> _Requirement_
Update the records below by replacing each "photograph" with "image" and keeping everything else the same. Leave the pictures out of your answer.

> _Records provided_
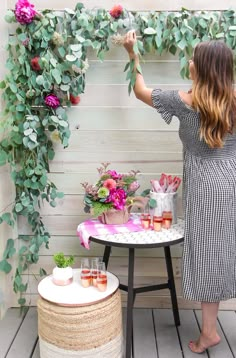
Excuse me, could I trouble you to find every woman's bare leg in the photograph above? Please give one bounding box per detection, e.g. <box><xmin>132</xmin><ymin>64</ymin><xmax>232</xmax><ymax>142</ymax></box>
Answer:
<box><xmin>189</xmin><ymin>302</ymin><xmax>220</xmax><ymax>353</ymax></box>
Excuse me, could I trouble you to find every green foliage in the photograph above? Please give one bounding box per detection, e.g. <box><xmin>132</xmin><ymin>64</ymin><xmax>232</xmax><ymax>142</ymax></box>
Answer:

> _Correct response_
Excuse me, could I trouble you to find every woman's bare leg in the image above? Please give one bounding box per detection, e.g. <box><xmin>132</xmin><ymin>64</ymin><xmax>232</xmax><ymax>142</ymax></box>
Answer:
<box><xmin>189</xmin><ymin>302</ymin><xmax>220</xmax><ymax>353</ymax></box>
Excuse me, could I trouble you to find every green foliage in the image above? Please give one bounding box per detection, e.g. <box><xmin>132</xmin><ymin>64</ymin><xmax>232</xmax><ymax>142</ymax></box>
Answer:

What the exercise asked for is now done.